start Document excerpt
Gatwick cannot compete on that top tier as its unable to build a second runway due to the Government blocking it - but if it did build it would be. It's an artificial thing and Heathrow knows it - hence why they are so aggressively against Gatwick getting approval for second runway (even if it would be allowed to build its third as well).

And "for connections" - London's airports deal with 5 passengers for every 4 that its nearest rival New York can muster, and numbers 162% of those of Paris - the only other European city in the top ten globally. London sees as many air passengers a year as Paris and Amsterdam combined. Do we really need to focus on people connecting like some second tier city? Runway capacity is what is needed as that's the biggest bottleneck in the busiest airspace in the world - that's the issue, not a lack of connections.

London, New York, Tokyo and Paris have multiple big airports - despite having a large top-30 airport (Tokyo is 4th, Heathrow 7th, CdG 10th, JFK 21st), they have another big one (Gatwick is 39th, Newark 40th, Orly and Narita aren't top 50 but aren't far off it) and perhaps some mid-tier ones too - because they are destinations. Second-tier cities like Atlanta, Dubai, Amsterdam need to have a big hub with a focus on connections because their city needs a load of people going elsewhere to fill flights to it.
end Document excerpt
start Supplied information
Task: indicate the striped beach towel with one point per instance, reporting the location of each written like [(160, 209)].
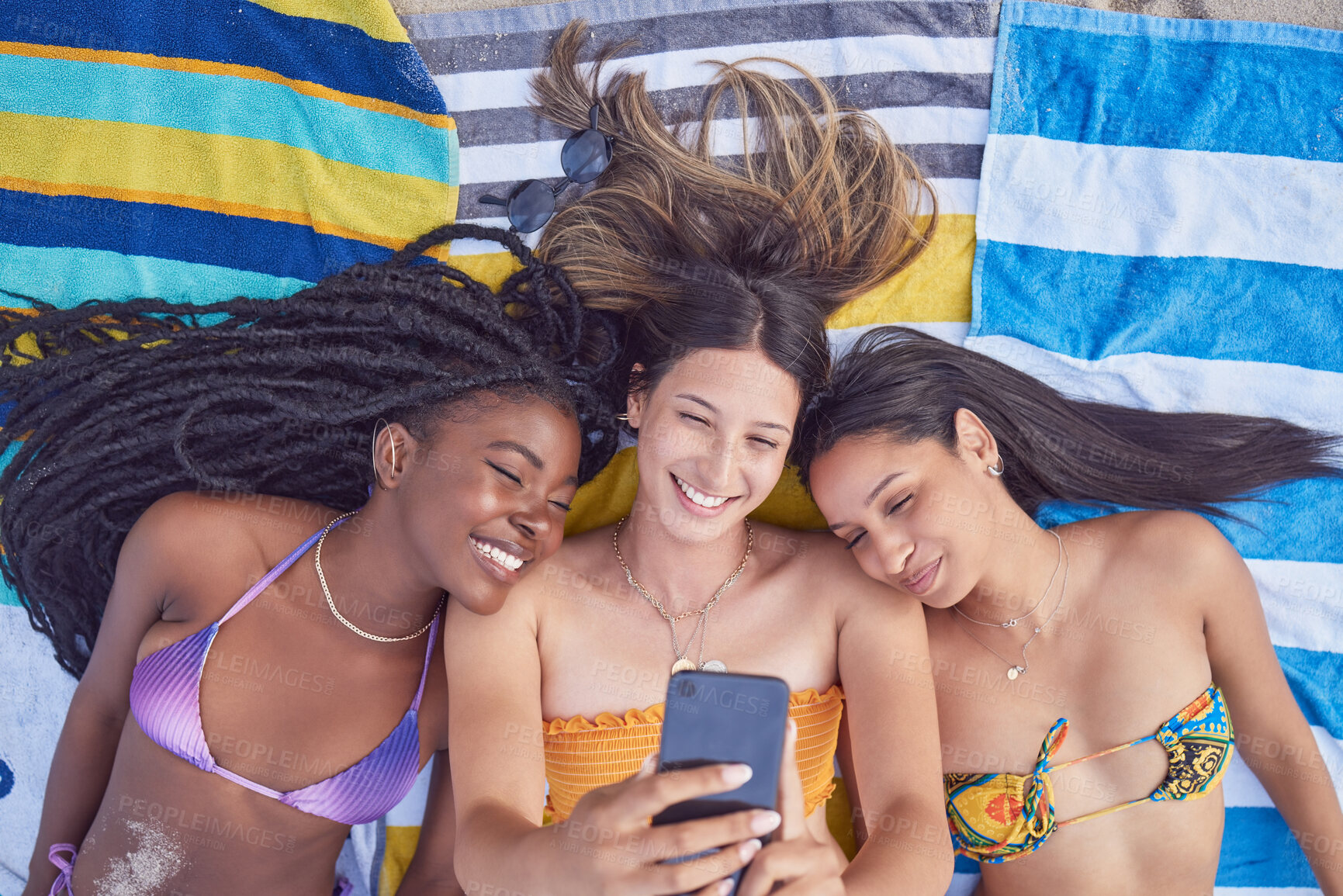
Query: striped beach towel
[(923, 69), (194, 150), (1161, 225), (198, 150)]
end Supplied information
Set tasks:
**A)** For each statement, say yes or no according to the passage on London's airports, and quote the words that decide it: (i) London's airports handle more passengers than New York's; (ii) Gatwick ranks above Newark; (iii) Heathrow ranks 4th.
**B)** Which cities does the passage on London's airports name as second-tier cities?
The material has no connection to the passage on London's airports.

Solutions below:
**A)**
(i) Yes: "London's airports deal with 5 passengers for every 4 that its nearest rival New York can muster"
(ii) Yes: "Gatwick is 39th, Newark 40th"
(iii) No: "Tokyo is 4th, Heathrow 7th"

**B)** Atlanta, Dubai and Amsterdam.